Excerpted records Block Start

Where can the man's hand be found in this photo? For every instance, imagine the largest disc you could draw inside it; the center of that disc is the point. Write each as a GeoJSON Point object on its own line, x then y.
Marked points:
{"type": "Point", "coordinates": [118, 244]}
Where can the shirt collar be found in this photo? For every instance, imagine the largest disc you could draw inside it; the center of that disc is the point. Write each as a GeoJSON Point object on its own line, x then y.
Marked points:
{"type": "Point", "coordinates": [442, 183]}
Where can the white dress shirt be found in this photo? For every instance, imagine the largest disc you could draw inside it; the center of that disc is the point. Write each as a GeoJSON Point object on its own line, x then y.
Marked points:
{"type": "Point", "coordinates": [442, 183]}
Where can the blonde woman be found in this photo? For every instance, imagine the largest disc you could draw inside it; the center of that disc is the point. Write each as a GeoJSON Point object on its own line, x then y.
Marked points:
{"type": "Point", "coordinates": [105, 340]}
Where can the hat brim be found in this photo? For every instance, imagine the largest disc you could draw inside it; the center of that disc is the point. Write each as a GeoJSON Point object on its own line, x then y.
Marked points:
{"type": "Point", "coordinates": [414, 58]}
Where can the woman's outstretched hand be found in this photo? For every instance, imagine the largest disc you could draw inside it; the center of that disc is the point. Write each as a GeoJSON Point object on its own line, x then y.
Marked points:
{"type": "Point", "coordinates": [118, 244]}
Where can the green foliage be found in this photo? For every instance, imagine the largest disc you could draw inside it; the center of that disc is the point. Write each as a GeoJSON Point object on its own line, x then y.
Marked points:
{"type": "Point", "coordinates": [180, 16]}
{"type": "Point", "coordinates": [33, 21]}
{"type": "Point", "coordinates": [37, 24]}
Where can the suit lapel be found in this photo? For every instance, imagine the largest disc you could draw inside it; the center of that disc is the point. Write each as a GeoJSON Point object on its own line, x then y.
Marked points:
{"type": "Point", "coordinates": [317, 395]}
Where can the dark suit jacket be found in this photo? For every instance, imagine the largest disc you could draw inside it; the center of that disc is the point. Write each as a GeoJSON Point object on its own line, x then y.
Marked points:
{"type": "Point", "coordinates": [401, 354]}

Excerpted records Block End

:: What is required ::
Without skipping a line, print the listing once more exactly.

:: Exercise solution ::
Where can the man's hand be found in this photo? For every instance, imagine the largest disc you could draw inside it; the center of that disc is the point. Write each as a GeoJSON Point object on its own line, x then y.
Marked points:
{"type": "Point", "coordinates": [118, 244]}
Where can the shirt collar be found in this photo? For every instance, imagine the largest disc you could draw inside it; the center of that disc is the point. Write each as a GeoJSON Point object on its own line, x then y.
Marked points:
{"type": "Point", "coordinates": [442, 183]}
Where can the white dress shirt be found in this photo? For every instance, imagine the largest disc you could draw inside it; the center of that disc is the point. Write each as a GeoJSON Point object on its own line, x then y.
Marked points:
{"type": "Point", "coordinates": [442, 183]}
Where can the blonde woman be found in this photo? For every instance, imagine the largest disc you could draw inside it; the center of that disc is the point. Write each as a GeoJSON Point object on its own line, x then y.
Marked points:
{"type": "Point", "coordinates": [105, 340]}
Where can the hat brim be found in this photo? For every instance, imagine the largest disc you could draw inside it; the center of that disc is the point. Write each as a GeoJSON Point object on its own line, x then y.
Marked points:
{"type": "Point", "coordinates": [414, 58]}
Where can the woman's outstretched hand be found in this photo? For every instance, imagine the largest disc you could draw inside it; the center of that disc is the point. Write each as a GeoJSON Point object on its own line, x then y.
Marked points:
{"type": "Point", "coordinates": [118, 244]}
Where can the green foliage be found in this photo? For every instance, imagine the largest disc you could draw inside it; the center of that disc is the point. Write each as a GeoJSON Point object on its own line, x then y.
Marked points:
{"type": "Point", "coordinates": [180, 16]}
{"type": "Point", "coordinates": [33, 21]}
{"type": "Point", "coordinates": [37, 24]}
Where can the suit lapel be found in this photo? For every instance, imagine the largest disc you could draw inside it; the center of that disc is the point. Write each as a GeoJSON Point object on its own line, x then y.
Marked points:
{"type": "Point", "coordinates": [317, 395]}
Where can the dark suit jacket be found in this photo? For every instance, imagine the largest disc you could draw inside it; the center of that disc is the point. Write each as a GeoJSON Point object on its own line, x then y.
Marked points:
{"type": "Point", "coordinates": [401, 354]}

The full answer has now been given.